Conteste estas preguntas a partir del fragmento de origen sobre la fundación Regenboog:
1. ¿Desde qué año gestiona la fundación el local del distrito Este de Ámsterdam?
2. ¿Quién coordina al grupo que acude al local?
3. ¿Cuántas cervezas reciben los trabajadores para consumir durante el turno?

───── Fragmento de origen

Cerveza gratis contra la marginación de los alcohólicos
Una fundación en Holanda les ofrece bebida regulada, trabajo y 10 euros al día
ISABEL FERRER Ámsterdam 29 DIC 2013 - 21:24 CET
Son las nueve de la mañana y Coen es el primero en llegar. De 49 años, alto, delgado y algo tímido, se sienta a esperar al resto de sus colegas en el local que la fundación humanitaria Regenboog (Arcoiris) gestiona desde 2012 en el distrito Este de Ámsterdam, un vecindario de mayoría inmigrante. Es sábado, y René, Peter, Efraim y Mimoen, entre otros, irán entrando bajo la atenta mirada de Gerrie Holterman, su coordinadora. Son un grupo de alcohólicos que pasaba gran parte del día bebiendo en la calle o en el parque del barrio, Oosterpark. Grande y muy bello, fue el primero abierto por el Ayuntamiento en el siglo XIX. El lugar se hizo tristemente famoso, en 2004, porque a sus puertas fue asesinado el cineasta Theo van Gogh a manos de un holandés radical de origen marroquí.
Alejados de sus familias y excluidos de la comunidad, los acogidos por Regenboog recogen ahora basuras en las mismas aceras por donde antes deambulaban sin rumbo. Trabajan de 9.00 a 15.00 horas en dos grupos de nueve personas (de lunes a miércoles y de jueves a sábado) y reciben por ello 10 euros diarios. La fundación también les da un paquete de tabaco de liar, y lo más importante: cinco cervezas que consumirán durante el turno laboral. ¿Sorprendente? “En absoluto. Solo es pragmático”, dice Hans Wijnands, el director de la fundación. “No les exigimos la desintoxicación, aunque les ayudamos si la piden. El que no puedan abandonar la bebida de golpe no es razón para dejarles fuera de la sociedad”, añade.

──────────
───── Datos extraídos

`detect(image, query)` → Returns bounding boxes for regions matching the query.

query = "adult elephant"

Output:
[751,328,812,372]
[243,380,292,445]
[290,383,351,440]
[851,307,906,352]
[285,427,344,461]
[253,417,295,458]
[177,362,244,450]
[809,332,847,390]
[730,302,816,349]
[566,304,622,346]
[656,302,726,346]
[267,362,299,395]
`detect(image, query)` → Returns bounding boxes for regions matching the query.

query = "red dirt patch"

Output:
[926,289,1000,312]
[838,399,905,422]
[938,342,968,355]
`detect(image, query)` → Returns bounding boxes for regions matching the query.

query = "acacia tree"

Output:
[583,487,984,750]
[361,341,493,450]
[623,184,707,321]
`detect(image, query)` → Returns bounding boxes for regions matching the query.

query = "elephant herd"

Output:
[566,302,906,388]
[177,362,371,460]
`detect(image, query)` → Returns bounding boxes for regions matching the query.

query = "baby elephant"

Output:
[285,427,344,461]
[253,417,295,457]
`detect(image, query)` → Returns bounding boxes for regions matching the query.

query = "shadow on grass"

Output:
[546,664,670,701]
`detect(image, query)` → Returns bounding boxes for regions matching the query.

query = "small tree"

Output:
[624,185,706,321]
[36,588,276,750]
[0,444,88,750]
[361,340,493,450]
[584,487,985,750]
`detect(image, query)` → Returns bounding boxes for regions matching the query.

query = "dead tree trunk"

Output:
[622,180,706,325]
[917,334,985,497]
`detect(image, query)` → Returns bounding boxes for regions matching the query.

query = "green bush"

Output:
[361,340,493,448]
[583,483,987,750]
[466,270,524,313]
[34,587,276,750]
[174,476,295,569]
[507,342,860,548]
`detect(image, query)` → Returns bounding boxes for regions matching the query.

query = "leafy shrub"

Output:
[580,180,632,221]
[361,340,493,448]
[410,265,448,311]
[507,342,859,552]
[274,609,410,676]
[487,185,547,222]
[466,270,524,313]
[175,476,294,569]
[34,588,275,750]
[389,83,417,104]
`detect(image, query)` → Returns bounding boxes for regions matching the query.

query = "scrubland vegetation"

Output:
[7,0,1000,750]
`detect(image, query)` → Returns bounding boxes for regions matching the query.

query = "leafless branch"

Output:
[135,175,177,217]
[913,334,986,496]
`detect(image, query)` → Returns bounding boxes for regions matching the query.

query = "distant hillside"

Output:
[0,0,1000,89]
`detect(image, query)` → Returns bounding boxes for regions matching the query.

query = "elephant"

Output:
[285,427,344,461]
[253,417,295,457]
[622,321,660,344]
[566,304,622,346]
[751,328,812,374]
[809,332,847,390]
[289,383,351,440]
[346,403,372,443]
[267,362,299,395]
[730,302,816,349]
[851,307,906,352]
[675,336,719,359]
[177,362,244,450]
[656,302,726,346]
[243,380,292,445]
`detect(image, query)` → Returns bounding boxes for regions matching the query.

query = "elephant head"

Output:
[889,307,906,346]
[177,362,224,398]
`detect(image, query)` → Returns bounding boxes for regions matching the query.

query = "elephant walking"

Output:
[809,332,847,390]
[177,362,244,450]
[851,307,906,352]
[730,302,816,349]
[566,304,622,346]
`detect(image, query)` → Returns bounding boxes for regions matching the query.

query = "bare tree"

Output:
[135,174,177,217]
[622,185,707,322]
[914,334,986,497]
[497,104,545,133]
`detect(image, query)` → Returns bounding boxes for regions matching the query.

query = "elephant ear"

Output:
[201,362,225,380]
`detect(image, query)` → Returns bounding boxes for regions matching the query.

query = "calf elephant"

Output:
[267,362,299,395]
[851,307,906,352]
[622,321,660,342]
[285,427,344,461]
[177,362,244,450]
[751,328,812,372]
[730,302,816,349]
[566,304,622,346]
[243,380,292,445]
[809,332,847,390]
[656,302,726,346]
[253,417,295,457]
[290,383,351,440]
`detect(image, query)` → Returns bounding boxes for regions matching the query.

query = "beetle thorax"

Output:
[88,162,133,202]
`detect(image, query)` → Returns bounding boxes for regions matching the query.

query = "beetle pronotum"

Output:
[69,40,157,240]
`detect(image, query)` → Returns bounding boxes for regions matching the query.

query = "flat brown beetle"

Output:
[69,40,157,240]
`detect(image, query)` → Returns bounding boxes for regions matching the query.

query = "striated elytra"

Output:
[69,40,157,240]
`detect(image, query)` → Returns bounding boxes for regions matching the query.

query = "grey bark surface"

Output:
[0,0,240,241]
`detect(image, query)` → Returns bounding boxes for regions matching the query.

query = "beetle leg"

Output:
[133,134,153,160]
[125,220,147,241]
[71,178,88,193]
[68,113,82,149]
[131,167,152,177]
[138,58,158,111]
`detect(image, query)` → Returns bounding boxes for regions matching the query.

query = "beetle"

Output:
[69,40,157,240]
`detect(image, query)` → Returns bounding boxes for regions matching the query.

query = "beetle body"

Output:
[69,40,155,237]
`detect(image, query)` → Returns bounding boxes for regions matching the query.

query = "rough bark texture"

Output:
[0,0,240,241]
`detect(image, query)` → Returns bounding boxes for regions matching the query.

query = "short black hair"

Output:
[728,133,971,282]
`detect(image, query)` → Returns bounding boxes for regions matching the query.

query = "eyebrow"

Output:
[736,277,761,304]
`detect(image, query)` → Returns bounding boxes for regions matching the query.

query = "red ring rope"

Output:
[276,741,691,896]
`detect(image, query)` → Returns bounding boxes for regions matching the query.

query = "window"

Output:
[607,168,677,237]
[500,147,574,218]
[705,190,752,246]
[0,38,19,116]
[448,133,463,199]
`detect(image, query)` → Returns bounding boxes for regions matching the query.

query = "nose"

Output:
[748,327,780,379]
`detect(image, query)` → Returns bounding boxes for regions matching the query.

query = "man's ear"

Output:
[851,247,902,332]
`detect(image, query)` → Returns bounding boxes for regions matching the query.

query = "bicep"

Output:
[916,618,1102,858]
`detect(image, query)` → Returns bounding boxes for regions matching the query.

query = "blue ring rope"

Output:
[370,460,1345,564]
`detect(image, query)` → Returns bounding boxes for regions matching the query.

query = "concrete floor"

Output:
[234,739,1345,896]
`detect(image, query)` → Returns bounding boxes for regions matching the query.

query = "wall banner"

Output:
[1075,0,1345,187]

──────────

### Respuesta definitiva
1. Desde 2012.
2. Gerrie Holterman.
3. Cinco cervezas.